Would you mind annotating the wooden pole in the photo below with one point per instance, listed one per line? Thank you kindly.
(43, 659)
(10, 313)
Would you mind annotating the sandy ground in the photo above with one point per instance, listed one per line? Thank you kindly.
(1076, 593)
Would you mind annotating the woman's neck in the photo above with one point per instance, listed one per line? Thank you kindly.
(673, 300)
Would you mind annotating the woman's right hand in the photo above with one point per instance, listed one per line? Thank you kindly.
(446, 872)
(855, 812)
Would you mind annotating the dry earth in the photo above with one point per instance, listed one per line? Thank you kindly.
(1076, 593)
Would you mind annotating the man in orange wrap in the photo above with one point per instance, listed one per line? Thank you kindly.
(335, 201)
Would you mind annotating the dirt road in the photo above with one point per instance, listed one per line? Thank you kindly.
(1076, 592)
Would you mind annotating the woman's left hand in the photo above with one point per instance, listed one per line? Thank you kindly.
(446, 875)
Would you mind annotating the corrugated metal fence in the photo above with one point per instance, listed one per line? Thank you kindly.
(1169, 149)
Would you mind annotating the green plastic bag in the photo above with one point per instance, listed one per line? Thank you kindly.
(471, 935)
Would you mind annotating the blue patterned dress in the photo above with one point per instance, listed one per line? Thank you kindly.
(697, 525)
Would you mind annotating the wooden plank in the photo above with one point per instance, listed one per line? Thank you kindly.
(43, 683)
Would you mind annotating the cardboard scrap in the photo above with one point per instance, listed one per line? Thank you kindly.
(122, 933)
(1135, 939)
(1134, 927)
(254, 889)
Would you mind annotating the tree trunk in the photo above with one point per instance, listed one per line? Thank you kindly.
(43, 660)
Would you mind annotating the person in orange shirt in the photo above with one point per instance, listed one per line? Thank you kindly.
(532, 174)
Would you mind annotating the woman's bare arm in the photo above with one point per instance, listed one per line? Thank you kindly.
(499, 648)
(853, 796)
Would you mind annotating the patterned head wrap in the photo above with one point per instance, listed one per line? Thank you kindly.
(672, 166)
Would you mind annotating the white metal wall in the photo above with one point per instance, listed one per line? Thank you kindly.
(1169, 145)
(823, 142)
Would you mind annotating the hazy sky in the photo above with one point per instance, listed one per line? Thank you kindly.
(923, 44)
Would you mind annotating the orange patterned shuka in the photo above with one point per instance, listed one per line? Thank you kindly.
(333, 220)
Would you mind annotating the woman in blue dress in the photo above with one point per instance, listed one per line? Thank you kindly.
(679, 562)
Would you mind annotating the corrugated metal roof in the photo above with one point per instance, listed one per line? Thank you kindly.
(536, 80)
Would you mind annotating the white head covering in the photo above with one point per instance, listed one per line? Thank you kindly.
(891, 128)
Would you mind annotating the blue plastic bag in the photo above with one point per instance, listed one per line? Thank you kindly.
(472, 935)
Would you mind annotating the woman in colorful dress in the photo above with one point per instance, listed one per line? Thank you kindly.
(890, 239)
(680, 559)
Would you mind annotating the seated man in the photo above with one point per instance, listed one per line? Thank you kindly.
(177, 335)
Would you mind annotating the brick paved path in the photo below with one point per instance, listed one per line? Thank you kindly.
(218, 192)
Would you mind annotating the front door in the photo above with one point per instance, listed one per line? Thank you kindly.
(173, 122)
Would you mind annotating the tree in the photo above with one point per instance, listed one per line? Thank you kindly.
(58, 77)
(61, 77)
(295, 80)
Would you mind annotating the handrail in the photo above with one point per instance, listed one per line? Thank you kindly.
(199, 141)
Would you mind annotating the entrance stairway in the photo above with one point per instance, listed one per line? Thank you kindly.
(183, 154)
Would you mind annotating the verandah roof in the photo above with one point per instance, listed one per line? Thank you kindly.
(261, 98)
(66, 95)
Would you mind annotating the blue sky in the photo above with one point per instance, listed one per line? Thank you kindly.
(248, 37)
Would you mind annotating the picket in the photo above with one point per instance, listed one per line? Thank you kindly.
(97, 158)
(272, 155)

================================

▶ _Goal_
Recast all the rows above as a JSON list of strings, with one string per line and no entries for blank lines.

▶ _Expected answer_
[
  "Would you mind annotating the wooden pole in the photo below with one point per instance, listed one per line? Thank you kindly.",
  "(43, 659)",
  "(10, 313)",
  "Would you mind annotating the sandy ground in the photo above with one point per instance, listed one per line? Thank you kindly.",
  "(1076, 593)",
  "Would you mind annotating the woman's neck in the photo above with one point per instance, listed one per line? Thank you kindly.",
  "(673, 300)",
  "Would you mind annotating the woman's right hand in the photo above with one point per instance, listed one per line? Thank you kindly.",
  "(446, 872)",
  "(855, 812)",
  "Would you mind annotating the dry earth in the photo above with one point per instance, listed one per line? Thank you kindly.",
  "(1076, 593)",
  "Would you mind annotating the man in orange wrap in the photo above with one point per instance, listed one per line? Thank you kindly.",
  "(335, 201)",
  "Would you mind annotating the dirt road in the photo above with one point per instance, listed one per line? Thank you kindly.",
  "(1076, 592)",
  "Would you mind annotating the woman's left hand in the photo above with one point per instance, listed one per line? Thank you kindly.",
  "(446, 875)",
  "Would you mind annotating the corrugated metal fence in the photo above with one point per instance, listed one per line? Thank you kindly.",
  "(1169, 149)",
  "Would you mind annotating the green plastic bag in the photo above with one point per instance, listed one per line? Thank you kindly.",
  "(471, 935)",
  "Would you mind annotating the blue patterned dress in the photo above with one point per instance, listed one per line? Thank you kindly.",
  "(697, 525)",
  "Would you mind annotating the wooden plank in the photo above with one point per instance, listed one per line? Thank you kindly.",
  "(43, 683)",
  "Would you mind annotating the cardboard scrap in the photo above with one point per instance, listed one per line? Thank you kindly.",
  "(122, 933)",
  "(1135, 939)",
  "(1134, 927)",
  "(254, 889)",
  "Would you mind annotating the tree trunk in the photo above with one point per instance, listed one per line? Thank you kindly.",
  "(43, 660)",
  "Would you mind annotating the person in orange shirt in the photo above with one point per instance, listed one per line? Thank you kindly.",
  "(532, 174)",
  "Would you mind annotating the woman's bare arm in the photo above with one point per instance, listed one per line? Thank you kindly.",
  "(499, 648)",
  "(853, 796)",
  "Would you mind annotating the patterned head wrap in the photo above with one point per instance, listed one per line? Thank you kindly.",
  "(672, 166)",
  "Would you mind annotating the white metal wall in the photo above with one point per instance, listed one per line? Thank you kindly.",
  "(1169, 145)",
  "(823, 142)",
  "Would you mind annotating the hazy sky in the photo above with one point per instance, listed one per line? Thank you kindly.",
  "(923, 44)",
  "Would you mind annotating the orange patterned shuka in the photo above with one point per instance, listed one per line? Thank you kindly.",
  "(333, 220)",
  "Would you mind annotating the woman in blue dress in the photo above with one point per instance, listed one per line? Thank you kindly.",
  "(679, 562)",
  "Would you mind annotating the corrugated metal roof in the photo above with one point per instance, listed one per line? Thank you kindly.",
  "(536, 80)",
  "Would you mind annotating the white head covering in the photo above with one point per instance, listed one per line? Thank you kindly.",
  "(891, 128)",
  "Would you mind annotating the blue plastic bag in the photo above with one point per instance, listed one per line? Thank you kindly.",
  "(472, 935)",
  "Would you mind annotating the woman in colorful dress in the photo above with one point per instance, listed one per line? Thank you kindly.",
  "(890, 239)",
  "(680, 559)",
  "Would you mind annotating the seated man in the photo above with one point per instance, listed one per line? Thank you kindly.",
  "(177, 335)",
  "Would you mind annotating the brick paved path in the photo below with one point per instance, listed one per line? Thank you kindly.",
  "(218, 192)",
  "Would you mind annotating the front door in the photo above with one point per instance, listed one per line? Thank you kindly.",
  "(173, 122)",
  "Would you mind annotating the tree in the photo above with one point per instance, listed one per line? Thank you kindly.",
  "(58, 77)",
  "(61, 77)",
  "(295, 80)",
  "Would you mind annotating the handrail in the photo above with one point per instance, listed one per line? Thank you kindly.",
  "(199, 141)",
  "Would you mind annotating the entrance stairway in the photo above with one point per instance, listed one per line? Thank you kindly.",
  "(183, 154)",
  "Would you mind annotating the verandah roof in the photo above with one point per instance, listed one per line? Thank you kindly.",
  "(261, 98)",
  "(66, 95)",
  "Would you mind annotating the blue sky in the photo above with one point per instance, listed one per line? Thank you kindly.",
  "(248, 37)",
  "Would you mind annotating the picket in the photo above with one point per instance, listed one per line? Thank you kindly.",
  "(97, 158)",
  "(272, 155)"
]